- Source excerpt:
— BEGIN —

Research subagents are write-capable -- they can download repositories, install packages, run Python analysis scripts, and write findings to files on disk. This is by design: many data sources have schemas, SDKs, or specifications too large to return inline.
What you provide
Include any combination of the following when you invoke this command.
Use @-mentions for files/folders and paste links inline.
| Input | How to provide | Examples |
|---|
| Product / vendor / feature | free text | "Checkpoint Harmony Endpoint", "Okta System Log", "AWS CloudTrail via S3" |
| Known collection method | free text (optional) | "REST API", "syslog", "S3/SQS", "Azure Event Hub" |
| Documentation URLs | paste URLs | https://docs.vendor.com/api/v2, https://docs.vendor.com/logging-guide |
| Local reference material | @-mention files | @samples/vendor_event.json, @notes/vendor-api-notes.md |
| Scope constraints | free text | "only the alerts API", "focus on firewall logs", "audit events only" |
| Output name override | free text | "checkpoint_harmony" (defaults to sanitized product name) |
Anything typed after /research-integration is your research goal.
Invocation examples
/research-integration Checkpoint Harmony Endpoint security events
API docs: https://developer.checkpoint.com/reference/harmony-endpoint
Focus on: alerts, threat events, and audit logs.
Known method: REST API with pagination.
/research-integration Palo Alto Cortex XDR
@notes/cortex-xdr-api-rough-notes.md
Need to investigate both the Incidents API and Alerts API.
/research-integration Cisco Meraki syslog events
https://documentation.meraki.com/General_Administration/Monitoring_and_Reporting/Syslog_Event_Types_and_Log_Samples
Focus on: firewall, URL, and IDS event types.
Known method: syslog over UDP/TCP.
/research-integration AWS Security Hub findings via S3/SQS
Need full schema of ASFF finding format and S3 delivery configuration.
Before you start -- load references
Read these reference files from this skill's directory to guide your research strategy:
references/data-collection-methods.md -- understand input types and what to investigate for each
references/research-output-template.md -- the structure your final brief must follow
- Based on the identified collection method, read the applicable checklist:
references/api-research-checklist.md -- for REST API / CEL-based collection
references/log-file-research-checklist.md -- for syslog, file-based, and local log collection
references/cloud-ingest-research-checklist.md -- for S3/SQS, Event Hub, Pub/Sub, and similar cloud delivery
- If the collection method is (or turns out to be) API-based, also read:
references/test-api-script-spec.md -- specification for the API test script generated in Phase 7
If the collection method is unknown at invocation time, read all three checklists -- part of your job is to determine the method.

— END —

- Work to do: Write the next section of the integration research guide, starting after its final sentence. The records that come next have no connection to the integration research guide.

- Dataset extract:
— BEGIN —

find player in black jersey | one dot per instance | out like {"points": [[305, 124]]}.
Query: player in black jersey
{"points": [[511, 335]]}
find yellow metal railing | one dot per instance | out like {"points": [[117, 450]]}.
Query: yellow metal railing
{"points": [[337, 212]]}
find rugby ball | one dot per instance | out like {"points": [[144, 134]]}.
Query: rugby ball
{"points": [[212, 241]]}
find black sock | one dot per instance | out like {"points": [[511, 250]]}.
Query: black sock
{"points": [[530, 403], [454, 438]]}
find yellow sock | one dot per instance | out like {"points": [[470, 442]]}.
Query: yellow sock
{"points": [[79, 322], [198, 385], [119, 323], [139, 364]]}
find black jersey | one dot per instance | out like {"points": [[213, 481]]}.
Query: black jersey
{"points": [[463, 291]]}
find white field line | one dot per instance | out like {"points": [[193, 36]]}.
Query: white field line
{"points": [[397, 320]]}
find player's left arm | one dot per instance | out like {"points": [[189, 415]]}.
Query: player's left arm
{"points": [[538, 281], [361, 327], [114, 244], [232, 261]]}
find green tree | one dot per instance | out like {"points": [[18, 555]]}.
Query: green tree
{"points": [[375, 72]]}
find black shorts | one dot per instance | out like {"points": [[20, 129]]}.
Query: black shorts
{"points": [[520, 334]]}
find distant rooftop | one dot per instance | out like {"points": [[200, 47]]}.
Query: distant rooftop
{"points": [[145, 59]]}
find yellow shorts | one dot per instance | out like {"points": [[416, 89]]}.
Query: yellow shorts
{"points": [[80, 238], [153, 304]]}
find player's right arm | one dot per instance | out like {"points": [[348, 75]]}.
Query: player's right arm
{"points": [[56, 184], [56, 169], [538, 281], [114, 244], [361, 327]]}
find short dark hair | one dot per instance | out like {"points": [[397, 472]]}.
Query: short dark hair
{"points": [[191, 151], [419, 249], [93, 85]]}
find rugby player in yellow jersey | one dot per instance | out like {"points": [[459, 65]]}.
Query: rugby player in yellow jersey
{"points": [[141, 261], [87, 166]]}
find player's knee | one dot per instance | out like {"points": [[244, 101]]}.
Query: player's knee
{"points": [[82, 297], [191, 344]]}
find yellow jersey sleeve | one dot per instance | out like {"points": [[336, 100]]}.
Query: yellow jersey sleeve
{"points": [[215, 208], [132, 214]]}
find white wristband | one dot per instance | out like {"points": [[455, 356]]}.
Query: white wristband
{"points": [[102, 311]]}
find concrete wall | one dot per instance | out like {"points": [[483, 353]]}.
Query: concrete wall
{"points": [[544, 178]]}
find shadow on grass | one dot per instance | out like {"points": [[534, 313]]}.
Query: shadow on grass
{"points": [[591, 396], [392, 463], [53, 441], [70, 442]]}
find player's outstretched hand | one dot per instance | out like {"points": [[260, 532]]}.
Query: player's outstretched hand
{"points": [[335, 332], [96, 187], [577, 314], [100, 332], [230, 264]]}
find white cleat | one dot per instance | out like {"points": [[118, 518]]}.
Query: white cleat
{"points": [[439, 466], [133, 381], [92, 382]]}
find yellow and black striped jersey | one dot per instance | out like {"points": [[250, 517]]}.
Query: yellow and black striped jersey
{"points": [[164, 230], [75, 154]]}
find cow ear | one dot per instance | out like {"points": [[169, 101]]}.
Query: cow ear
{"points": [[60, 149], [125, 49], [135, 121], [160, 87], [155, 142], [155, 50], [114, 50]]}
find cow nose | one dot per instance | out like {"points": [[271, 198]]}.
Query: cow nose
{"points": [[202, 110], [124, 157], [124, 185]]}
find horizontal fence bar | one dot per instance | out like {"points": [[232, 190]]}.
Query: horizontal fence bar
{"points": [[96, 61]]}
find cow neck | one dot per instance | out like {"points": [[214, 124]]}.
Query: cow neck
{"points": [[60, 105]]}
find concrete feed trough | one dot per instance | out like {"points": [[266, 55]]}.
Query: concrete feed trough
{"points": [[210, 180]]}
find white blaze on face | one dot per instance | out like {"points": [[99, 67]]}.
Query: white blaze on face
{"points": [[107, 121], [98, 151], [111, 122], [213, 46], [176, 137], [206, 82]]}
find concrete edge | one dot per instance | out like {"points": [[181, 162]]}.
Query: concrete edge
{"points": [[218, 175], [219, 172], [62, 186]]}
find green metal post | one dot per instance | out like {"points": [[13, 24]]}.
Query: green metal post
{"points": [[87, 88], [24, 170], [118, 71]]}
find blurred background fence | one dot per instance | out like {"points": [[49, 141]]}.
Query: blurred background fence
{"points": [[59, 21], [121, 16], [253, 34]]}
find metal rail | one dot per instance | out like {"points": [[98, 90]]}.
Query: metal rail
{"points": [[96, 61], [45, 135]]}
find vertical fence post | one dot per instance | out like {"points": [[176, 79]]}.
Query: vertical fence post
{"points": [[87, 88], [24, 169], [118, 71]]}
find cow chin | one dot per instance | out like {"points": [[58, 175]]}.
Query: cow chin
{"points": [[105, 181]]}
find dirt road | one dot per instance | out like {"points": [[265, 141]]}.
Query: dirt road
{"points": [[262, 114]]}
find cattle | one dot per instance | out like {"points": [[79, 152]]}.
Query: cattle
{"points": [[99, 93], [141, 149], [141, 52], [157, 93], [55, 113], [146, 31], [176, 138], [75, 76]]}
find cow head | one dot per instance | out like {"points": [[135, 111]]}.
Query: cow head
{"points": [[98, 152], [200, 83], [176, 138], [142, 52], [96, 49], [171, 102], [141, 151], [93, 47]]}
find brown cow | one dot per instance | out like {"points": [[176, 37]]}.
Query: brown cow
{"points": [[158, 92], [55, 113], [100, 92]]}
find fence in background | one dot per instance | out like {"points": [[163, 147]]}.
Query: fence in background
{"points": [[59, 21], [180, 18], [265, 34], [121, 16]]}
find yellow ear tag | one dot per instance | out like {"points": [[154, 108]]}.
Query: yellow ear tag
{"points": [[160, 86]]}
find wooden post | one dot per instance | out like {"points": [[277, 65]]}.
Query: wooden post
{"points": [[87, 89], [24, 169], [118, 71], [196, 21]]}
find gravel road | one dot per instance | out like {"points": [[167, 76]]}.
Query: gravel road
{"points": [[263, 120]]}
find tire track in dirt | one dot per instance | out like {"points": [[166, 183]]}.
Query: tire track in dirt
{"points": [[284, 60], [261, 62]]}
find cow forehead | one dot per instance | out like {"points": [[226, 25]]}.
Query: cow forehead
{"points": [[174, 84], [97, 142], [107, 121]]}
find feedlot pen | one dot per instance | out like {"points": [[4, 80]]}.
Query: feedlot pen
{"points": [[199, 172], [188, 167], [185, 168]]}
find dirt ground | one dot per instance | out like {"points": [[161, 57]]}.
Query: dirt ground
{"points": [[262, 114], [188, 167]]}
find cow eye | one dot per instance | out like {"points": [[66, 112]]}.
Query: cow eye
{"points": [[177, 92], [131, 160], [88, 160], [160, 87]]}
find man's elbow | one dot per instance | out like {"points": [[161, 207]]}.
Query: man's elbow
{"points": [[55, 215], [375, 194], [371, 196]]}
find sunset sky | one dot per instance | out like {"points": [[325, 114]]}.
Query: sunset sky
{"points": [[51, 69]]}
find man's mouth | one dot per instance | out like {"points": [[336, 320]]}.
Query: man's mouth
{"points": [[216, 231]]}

— END —

- Answer to this task:
Also load:
ecs-field-mappings skill -- for ECS field mapping guidance during the analysis phase
references/competitive-siem-coverage-checklist.md -- always load; guides Research Track E and its full content must be embedded in the Track E subagent prompt
references/research-subagent-guidance.md -- always load; the operating manual every research subagent needs. Its full content must be embedded verbatim in every research subagent task prompt so the subagent has its methodology, temp/ usage rules, result delivery contract, quality standards, and anonymization conventions without needing to load any skill or reference file itself
Do not load other integration-building skills (CEL, pipelines, ecs-field-mappings implementation details, etc.). Those are for implementation, not research.
Output location
Write all research output to:
research_results/<product_slug>/
Where <product_slug> is a lowercase, underscore-separated identifier derived from the product name (e.g., checkpoint_harmony_endpoint, palo_alto_cortex_xdr, cisco_meraki). The user may override this with the "Output name override" input.
Create this directory structure:
research_results/<product_slug>/
research-brief.md # the main structured research brief
test-api.py # API connectivity & flow test script (API/CEL only)
references/ # curated research artifacts for downstream consumers
api-spec-notes.md # API endpoint details, request/response examples (if API)
log-format-notes.md # log format details, sample lines (if log-based)
field-schema-analysis.md # detailed field inventories written by subagents
competitive-siem-coverage.md # detailed competitive SIEM analysis (always created)
sample-events/ # representative sample data files
<event_type>.json # one file per event type or data format variant
<event_type>.log
temp/ # downloaded raw artifacts (repos, SDKs, schemas, scripts)
<descriptive-subfolder>/ # e.g., vendor-sdk/, schema-files/, openapi-spec/
ecs-mapping-analysis.md # initial ECS field mapping analysis
configuration-plan.md # planned integration configuration variables
Not all files are required -- create only what applies to the product's collection method.
Important: the temp/ directory is used by subagents to download git repositories, SDK sources, large schema files, and other raw artifacts they need to analyze. Do not delete temp/ after research completes -- it serves as a reference for the human and may be useful for follow-up work.
Workflow
Phase 1: Parse and plan
- Extract from the user message: product name, vendor, known collection method (if any), documentation URLs, local reference files, and scope constraints.
- Read any
@-mentioned local files.
- Fetch any documentation URLs provided inline to get initial context.
- Determine the output slug and create the output directory.
- Identify which research tracks to pursue based on what is known and unknown.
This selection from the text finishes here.